Document source >>
Le médecin traitant, chef d'orchestre du parcours de soins
La réforme de 2005 a ensuite placé le médecin généraliste au cœur du parcours de soins des Français. « Ce rôle de chef d'orchestre du médecin traitant, anciennement dévolu au médecin de famille, apporte aux patients la garantie d'un parcours de santé pertinent et sans rupture. La croissance des pathologies chroniques a renforcé cette position centrale, » juge le Dr Luc Duquesnel, généraliste et président des Généralistes-CSMF.
Le rôle du généraliste a ainsi été légitimé et renforcé. « Le premier bénéfice est d'avoir instauré une continuité dans la prise en charge. Au niveau des acteurs locaux, les médecins traitants ont acquis une position centrale de coordinateur des soins et un rôle pivot dans l'organisation du système de soins, » observe Caroline de Pauw, sociologue, directrice de l'URPS Hauts-de-France et chercheuse associée au Centre lillois d'études et de recherches sociologiques. « Le médecin traitant est aussi l'acteur qui connaît le mieux le patient. Il l'aide notamment à s'y retrouver et à s'orienter dans une offre de soins souvent perçue comme complexe ».
Les bénéfices se retrouvent également en termes de santé publique, même si ce volet semblait au départ le maillon faible du dispositif. Dès 2009, la Caisse nationale d'assurance maladie (Cnam) soulignait pourtant de « réels progrès » enregistrés notamment en matière de prévention, avant même l'introduction du Contrat d'Amélioration des Pratiques Individuelles (CAPI) en 2009, puis de la rémunération sur objectifs de santé publique (ROSP) en 2011. Sur la iatrogénie médicamenteuse, par exemple, elle constatait déjà qu'entre « le 1er semestre 2006 et le 1er semestre 2008 le nombre de personnes de 65 ans et plus traitées avec des benzodiazépines à demi-vie longue a diminué de 7,8 % (20 000 personnes), pour les vasodilatateurs la baisse atteint 18 % (100 000 personnes) ».

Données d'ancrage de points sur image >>
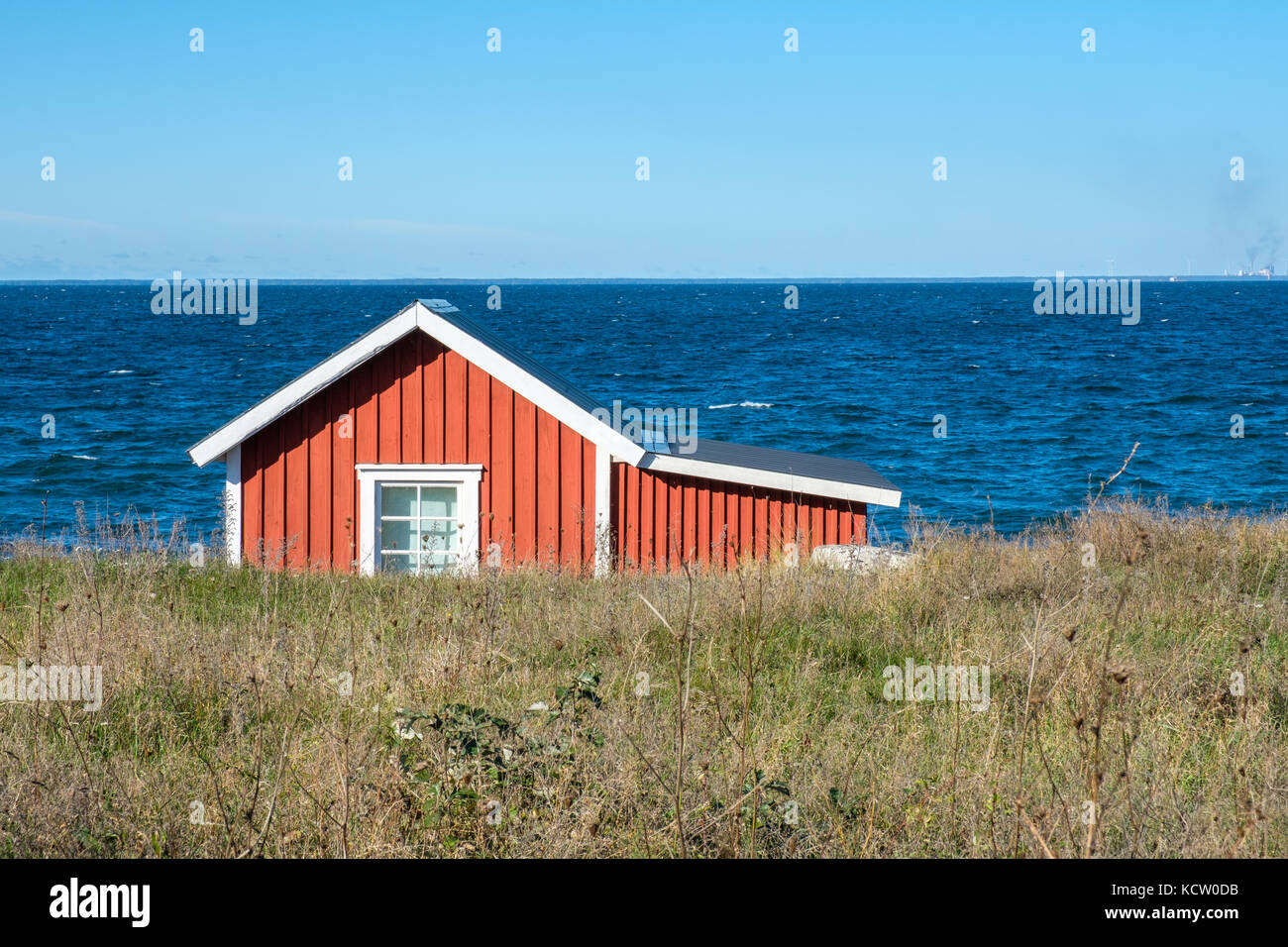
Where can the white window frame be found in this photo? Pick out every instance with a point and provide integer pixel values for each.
(464, 476)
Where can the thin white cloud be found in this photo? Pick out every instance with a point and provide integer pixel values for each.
(421, 228)
(17, 217)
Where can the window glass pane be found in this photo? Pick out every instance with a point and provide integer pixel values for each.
(394, 535)
(438, 535)
(438, 501)
(394, 562)
(398, 501)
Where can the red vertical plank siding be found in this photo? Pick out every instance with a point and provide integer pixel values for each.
(702, 510)
(455, 384)
(844, 525)
(478, 449)
(761, 528)
(588, 501)
(618, 512)
(776, 525)
(789, 535)
(274, 493)
(548, 488)
(634, 517)
(417, 402)
(320, 482)
(717, 541)
(411, 406)
(570, 496)
(344, 519)
(432, 382)
(253, 501)
(524, 479)
(732, 541)
(296, 449)
(389, 405)
(644, 521)
(365, 432)
(675, 551)
(501, 474)
(661, 525)
(746, 522)
(690, 492)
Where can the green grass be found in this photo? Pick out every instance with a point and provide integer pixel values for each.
(224, 696)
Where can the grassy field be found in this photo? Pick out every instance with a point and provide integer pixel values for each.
(1137, 682)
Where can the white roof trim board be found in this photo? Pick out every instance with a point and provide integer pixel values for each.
(415, 316)
(434, 317)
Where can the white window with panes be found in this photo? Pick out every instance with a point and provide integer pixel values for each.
(419, 518)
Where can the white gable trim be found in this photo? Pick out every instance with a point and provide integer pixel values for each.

Consigne >>
Veuillez extraire tel quel, du texte sur le médecin traitant, le passage qui débute aux mots « Le médecin traitant, chef » et s'arrête après les mots « président des Généralistes-CSMF. ».

Solution >>
Le médecin traitant, chef d'orchestre du parcours de soins
La réforme de 2005 a ensuite placé le médecin généraliste au cœur du parcours de soins des Français. « Ce rôle de chef d'orchestre du médecin traitant, anciennement dévolu au médecin de famille, apporte aux patients la garantie d'un parcours de santé pertinent et sans rupture. La croissance des pathologies chroniques a renforcé cette position centrale, » juge le Dr Luc Duquesnel, généraliste et président des Généralistes-CSMF.